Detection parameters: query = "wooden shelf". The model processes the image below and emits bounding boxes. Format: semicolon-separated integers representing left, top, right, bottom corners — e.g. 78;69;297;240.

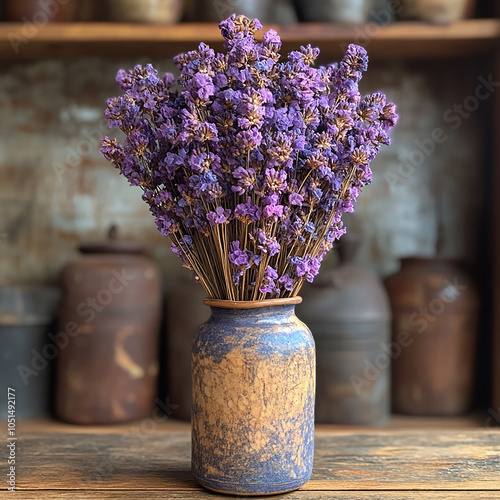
7;419;500;500
0;19;500;60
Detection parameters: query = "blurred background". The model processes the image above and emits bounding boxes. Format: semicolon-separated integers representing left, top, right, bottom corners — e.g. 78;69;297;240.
0;0;500;426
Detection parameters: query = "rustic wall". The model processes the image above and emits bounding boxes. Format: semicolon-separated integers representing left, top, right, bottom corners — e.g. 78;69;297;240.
0;59;488;283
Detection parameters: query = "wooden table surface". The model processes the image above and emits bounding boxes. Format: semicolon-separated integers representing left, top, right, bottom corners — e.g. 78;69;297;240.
0;420;500;500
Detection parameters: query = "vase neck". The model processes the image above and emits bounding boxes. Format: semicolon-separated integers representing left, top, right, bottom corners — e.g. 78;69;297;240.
210;304;295;319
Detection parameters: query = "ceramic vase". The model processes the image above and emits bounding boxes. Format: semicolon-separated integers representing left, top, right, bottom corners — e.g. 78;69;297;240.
192;297;315;495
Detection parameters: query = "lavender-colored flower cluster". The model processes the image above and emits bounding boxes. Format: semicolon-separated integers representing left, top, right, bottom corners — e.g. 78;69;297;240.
101;15;397;300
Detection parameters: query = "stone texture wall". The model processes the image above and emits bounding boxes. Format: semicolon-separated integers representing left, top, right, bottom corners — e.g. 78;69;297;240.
0;58;491;283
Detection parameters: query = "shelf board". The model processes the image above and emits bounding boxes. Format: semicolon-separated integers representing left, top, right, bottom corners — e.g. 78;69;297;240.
0;19;500;60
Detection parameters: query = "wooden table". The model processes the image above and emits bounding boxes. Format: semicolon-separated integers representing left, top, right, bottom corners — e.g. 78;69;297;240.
0;420;500;500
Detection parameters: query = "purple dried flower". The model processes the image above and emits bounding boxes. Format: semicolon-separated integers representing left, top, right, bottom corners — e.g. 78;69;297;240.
229;241;250;269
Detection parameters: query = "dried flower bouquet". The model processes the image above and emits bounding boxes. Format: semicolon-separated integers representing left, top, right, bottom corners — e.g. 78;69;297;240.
101;15;397;300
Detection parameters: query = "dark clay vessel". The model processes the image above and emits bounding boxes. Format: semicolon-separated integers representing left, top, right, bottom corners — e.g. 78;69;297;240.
55;243;161;424
297;262;390;425
192;298;315;495
386;258;479;415
0;285;58;418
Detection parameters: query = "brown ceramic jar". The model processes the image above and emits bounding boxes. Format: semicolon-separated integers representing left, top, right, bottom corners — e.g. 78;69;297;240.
386;258;479;415
297;262;390;425
55;237;161;424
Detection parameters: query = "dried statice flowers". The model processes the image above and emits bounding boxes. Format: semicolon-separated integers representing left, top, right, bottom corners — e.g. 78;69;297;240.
101;16;397;300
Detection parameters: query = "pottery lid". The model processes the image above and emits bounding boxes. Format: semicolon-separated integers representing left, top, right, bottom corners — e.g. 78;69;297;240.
78;225;145;255
297;263;391;323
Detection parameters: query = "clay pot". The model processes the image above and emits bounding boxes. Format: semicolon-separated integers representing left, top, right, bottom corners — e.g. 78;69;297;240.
295;0;370;23
192;298;315;495
399;0;475;24
55;236;161;424
0;286;58;419
297;262;391;425
386;258;479;415
191;0;273;23
108;0;184;24
166;278;210;420
5;0;78;25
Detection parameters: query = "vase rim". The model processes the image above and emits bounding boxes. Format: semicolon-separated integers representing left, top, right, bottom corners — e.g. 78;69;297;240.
203;296;302;309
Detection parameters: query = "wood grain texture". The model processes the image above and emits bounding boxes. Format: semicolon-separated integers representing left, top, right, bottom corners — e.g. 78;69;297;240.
0;429;500;500
0;19;500;59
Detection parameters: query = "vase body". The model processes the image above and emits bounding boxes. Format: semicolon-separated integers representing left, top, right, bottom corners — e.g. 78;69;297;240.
166;278;210;420
55;240;161;424
386;258;479;416
192;298;315;495
297;262;391;425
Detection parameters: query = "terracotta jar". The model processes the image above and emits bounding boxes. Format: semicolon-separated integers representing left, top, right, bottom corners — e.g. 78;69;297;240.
399;0;476;24
386;258;479;415
166;277;210;420
0;285;59;418
294;0;370;23
190;0;273;23
55;236;161;424
297;262;391;425
191;297;315;495
108;0;184;24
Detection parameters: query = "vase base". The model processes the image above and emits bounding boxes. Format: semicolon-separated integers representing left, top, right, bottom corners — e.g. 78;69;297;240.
193;475;308;497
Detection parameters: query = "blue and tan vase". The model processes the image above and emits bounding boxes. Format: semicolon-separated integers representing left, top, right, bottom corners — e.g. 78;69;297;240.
192;297;315;495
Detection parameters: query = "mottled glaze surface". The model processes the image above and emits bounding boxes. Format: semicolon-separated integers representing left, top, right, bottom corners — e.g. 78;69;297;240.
192;303;315;495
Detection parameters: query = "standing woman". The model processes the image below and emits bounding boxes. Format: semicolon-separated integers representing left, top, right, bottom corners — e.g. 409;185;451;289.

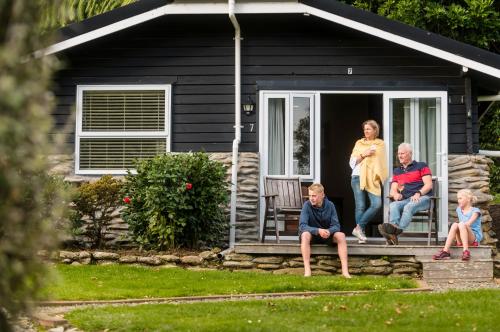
349;120;388;243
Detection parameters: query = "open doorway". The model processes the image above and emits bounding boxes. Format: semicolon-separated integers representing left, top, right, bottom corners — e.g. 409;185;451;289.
321;94;383;236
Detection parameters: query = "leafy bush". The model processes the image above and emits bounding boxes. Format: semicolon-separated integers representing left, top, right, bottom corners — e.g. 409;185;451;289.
122;152;228;250
72;175;122;248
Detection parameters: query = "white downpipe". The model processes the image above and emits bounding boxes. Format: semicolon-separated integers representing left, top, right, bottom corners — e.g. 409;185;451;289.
228;0;241;248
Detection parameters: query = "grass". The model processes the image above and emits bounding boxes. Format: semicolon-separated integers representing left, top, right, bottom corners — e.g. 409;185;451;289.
490;193;500;204
65;290;500;332
44;265;417;300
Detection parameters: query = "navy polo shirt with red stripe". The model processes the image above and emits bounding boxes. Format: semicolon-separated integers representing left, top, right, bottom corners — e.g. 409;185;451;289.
392;160;432;199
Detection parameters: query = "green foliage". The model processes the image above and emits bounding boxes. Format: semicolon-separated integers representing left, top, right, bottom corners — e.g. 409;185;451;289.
122;152;228;249
479;103;500;195
38;0;136;30
344;0;500;53
293;115;311;174
72;175;122;248
0;0;65;332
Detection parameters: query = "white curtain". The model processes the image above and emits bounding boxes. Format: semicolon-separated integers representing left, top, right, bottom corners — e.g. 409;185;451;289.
268;98;285;175
419;98;438;175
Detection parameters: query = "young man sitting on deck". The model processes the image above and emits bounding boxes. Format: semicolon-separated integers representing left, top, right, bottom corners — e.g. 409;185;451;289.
299;183;351;278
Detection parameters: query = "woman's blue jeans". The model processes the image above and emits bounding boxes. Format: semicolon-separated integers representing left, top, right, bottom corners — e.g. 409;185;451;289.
351;175;382;231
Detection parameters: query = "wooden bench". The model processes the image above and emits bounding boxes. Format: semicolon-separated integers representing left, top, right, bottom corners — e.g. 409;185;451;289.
261;176;303;243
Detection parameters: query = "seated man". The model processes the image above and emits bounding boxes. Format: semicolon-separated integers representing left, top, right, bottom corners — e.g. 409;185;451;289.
378;143;432;245
299;183;351;278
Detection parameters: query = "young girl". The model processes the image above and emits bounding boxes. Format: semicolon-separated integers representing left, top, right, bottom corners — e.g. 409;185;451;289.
432;189;483;261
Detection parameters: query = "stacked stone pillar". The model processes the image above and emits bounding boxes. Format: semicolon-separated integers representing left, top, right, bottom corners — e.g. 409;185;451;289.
448;155;498;250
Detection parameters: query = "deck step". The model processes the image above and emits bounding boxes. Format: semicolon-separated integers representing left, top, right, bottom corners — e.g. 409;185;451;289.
415;257;493;284
234;241;491;260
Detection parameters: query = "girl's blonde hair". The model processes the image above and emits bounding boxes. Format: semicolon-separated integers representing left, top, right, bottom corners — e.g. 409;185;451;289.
457;189;477;204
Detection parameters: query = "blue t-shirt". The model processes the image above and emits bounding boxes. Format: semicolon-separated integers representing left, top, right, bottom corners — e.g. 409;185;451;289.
299;197;340;236
457;207;483;242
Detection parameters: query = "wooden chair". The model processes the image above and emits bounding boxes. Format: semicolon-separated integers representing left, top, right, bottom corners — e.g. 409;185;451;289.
389;179;439;246
261;176;303;243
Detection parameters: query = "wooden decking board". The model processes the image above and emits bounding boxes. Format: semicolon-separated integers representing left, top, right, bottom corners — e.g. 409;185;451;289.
234;243;491;260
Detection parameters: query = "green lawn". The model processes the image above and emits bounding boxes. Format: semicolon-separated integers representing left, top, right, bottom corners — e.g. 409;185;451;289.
44;265;417;300
65;290;500;332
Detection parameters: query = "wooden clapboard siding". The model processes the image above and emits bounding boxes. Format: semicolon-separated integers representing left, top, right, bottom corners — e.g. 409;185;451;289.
53;15;478;153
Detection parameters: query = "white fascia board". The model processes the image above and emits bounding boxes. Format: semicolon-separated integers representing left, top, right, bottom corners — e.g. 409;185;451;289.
35;1;500;78
300;4;500;78
477;94;500;101
34;1;302;58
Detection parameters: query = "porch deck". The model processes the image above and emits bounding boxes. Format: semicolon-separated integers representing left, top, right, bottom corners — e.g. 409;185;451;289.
234;241;491;260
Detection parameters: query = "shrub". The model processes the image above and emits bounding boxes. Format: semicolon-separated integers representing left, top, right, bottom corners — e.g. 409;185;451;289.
72;175;122;248
122;152;228;250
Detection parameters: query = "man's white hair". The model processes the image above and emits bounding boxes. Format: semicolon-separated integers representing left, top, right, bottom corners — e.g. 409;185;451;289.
398;143;413;155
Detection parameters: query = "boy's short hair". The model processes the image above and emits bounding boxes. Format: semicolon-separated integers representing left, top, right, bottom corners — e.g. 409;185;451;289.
307;183;325;194
457;189;477;204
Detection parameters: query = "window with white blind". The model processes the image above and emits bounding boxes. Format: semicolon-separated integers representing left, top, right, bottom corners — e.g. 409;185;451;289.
75;85;171;174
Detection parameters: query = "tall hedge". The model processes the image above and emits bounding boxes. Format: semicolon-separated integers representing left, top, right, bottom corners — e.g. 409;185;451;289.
0;0;67;331
122;152;229;249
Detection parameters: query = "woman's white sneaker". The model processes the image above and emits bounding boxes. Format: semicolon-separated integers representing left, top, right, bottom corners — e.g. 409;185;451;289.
352;227;367;244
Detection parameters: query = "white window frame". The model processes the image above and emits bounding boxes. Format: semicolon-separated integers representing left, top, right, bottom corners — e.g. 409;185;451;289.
259;90;448;241
259;91;320;182
75;84;172;175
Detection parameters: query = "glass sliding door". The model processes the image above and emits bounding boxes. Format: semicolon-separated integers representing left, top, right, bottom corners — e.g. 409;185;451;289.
267;96;288;175
261;93;315;181
290;96;313;177
259;92;319;239
384;92;448;237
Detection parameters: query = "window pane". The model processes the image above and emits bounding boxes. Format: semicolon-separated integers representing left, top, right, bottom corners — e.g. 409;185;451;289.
391;99;412;166
418;98;441;175
292;97;311;175
268;98;285;175
80;138;167;170
82;90;165;132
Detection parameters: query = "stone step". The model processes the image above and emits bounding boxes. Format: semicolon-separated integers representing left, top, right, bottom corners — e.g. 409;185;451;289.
416;257;493;283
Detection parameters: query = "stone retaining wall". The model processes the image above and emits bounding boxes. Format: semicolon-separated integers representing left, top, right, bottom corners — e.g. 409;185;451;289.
448;155;500;246
47;152;500;247
46;249;422;277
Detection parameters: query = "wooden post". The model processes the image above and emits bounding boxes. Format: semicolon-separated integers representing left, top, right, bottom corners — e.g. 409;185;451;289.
465;76;474;154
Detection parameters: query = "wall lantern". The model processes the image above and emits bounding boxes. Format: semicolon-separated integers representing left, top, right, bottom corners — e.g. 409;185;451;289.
241;96;255;115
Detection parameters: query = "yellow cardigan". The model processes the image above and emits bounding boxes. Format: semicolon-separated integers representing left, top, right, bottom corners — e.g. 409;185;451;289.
351;138;388;196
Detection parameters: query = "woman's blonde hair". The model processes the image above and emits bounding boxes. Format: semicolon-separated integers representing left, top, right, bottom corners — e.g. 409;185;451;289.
361;120;380;138
457;189;477;204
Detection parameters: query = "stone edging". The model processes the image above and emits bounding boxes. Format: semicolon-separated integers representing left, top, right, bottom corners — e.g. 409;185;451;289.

+ + + +

What is asked
Pull out the data above word for word, starting at its first line and ending at the line containing "0;0;500;426", with both of those lines included. Leave the pictures out of your answer.

Solution below
Detection parameters: query = "wooden shelf". The model processes the image below and emits bounding boxes. Format: semicolon-separated integers representing left, top, right, bottom corners — e.g. 78;69;297;240.

7;419;500;500
0;19;500;60
Detection parameters: query = "blurred background". The model processes the image above and emits bounding boxes. Format: semicolon-separated integers representing left, top, right, bottom corners — e.g. 78;69;297;240.
0;0;500;426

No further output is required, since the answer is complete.